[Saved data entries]
• • • •

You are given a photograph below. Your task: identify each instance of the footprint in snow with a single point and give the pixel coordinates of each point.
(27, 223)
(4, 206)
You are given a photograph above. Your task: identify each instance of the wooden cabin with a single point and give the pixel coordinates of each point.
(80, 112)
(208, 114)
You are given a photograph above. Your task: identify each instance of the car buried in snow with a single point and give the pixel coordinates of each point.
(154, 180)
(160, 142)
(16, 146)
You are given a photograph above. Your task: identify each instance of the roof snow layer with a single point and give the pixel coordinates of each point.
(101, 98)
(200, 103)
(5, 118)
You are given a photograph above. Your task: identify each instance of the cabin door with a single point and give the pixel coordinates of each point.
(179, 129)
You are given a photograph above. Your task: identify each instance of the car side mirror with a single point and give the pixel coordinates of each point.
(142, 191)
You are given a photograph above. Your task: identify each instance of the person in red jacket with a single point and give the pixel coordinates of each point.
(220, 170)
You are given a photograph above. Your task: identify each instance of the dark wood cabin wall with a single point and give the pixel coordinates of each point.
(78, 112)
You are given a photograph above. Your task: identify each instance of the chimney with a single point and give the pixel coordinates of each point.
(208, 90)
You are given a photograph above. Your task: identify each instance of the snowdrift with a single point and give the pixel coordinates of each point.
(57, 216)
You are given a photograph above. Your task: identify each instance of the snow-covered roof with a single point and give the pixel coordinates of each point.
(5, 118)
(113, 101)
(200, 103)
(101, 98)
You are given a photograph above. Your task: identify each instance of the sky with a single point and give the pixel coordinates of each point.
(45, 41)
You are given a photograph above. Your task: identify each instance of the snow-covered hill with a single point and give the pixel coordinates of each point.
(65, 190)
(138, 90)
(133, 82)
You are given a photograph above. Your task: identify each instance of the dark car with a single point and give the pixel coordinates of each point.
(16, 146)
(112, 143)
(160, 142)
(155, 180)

• • • •

Render all of the rows above as a Markdown table with the columns No. and Line, giving each line its number and leaving out blank lines.

| No. | Line |
|---|---|
| 1 | You are given a photograph below. Your task: identify each instance of the footprint in snow with a single point and give the pixel coordinates of each point. |
| 2 | (27, 223) |
| 3 | (4, 206) |
| 4 | You are given a photograph above. Your task: identify each instance of the wooden cabin with a single point and give the pixel coordinates of each point. |
| 5 | (80, 112) |
| 6 | (208, 114) |
| 7 | You are given a photograph above. Your task: identify each instance of the car buried in snow with a single point and give the pixel coordinates of each point. |
| 8 | (154, 180) |
| 9 | (160, 142) |
| 10 | (16, 146) |
| 11 | You are given a photograph above. Your task: identify each instance of the roof snow layer with a single point and give the pixel coordinates of each point. |
| 12 | (101, 98) |
| 13 | (200, 103) |
| 14 | (5, 118) |
| 15 | You are given a photograph above. Your task: identify each instance of the cabin door with a single point and give the pixel coordinates of each point. |
| 16 | (179, 129) |
| 17 | You are given a photograph above. Your task: identify each instance of the car side mirror with a single point and give the pixel coordinates of each point. |
| 18 | (142, 191) |
| 19 | You are given a photograph above. Your task: identify each instance of the person in red jacket with a single point and give the pixel coordinates of each point. |
| 20 | (220, 170) |
| 21 | You are given a photograph above. Your task: identify each instance of the dark wood cabin wall with a single point and give the pixel coordinates of each point. |
| 22 | (78, 112) |
| 23 | You are given a photograph above. Your task: identify each instance of the chimney with a single point and give the pixel coordinates of each point. |
| 24 | (208, 90) |
| 25 | You are given a photograph above. Your task: identify each instance of the snowdrift with a single point and give the pixel coordinates of each point. |
| 26 | (57, 216) |
| 27 | You are given a photograph above. Your task: identify each instance of the snow-covered roof with a single point and give the pixel coordinates of each point. |
| 28 | (5, 118) |
| 29 | (113, 101) |
| 30 | (200, 103) |
| 31 | (101, 98) |
| 32 | You are given a photograph above. Your task: identify each instance of the sky with a single point and give the pixel coordinates of each point. |
| 33 | (45, 41) |
| 34 | You are given a photograph above. Your task: identify each instance of the snow-covered hill with a single point and give the pixel coordinates of each point. |
| 35 | (65, 190) |
| 36 | (138, 90) |
| 37 | (133, 82) |
| 38 | You are given a photograph above. Your task: identify each instance of the dark car with a single point and give the pixel coordinates of each point. |
| 39 | (16, 146) |
| 40 | (112, 143) |
| 41 | (160, 142) |
| 42 | (155, 180) |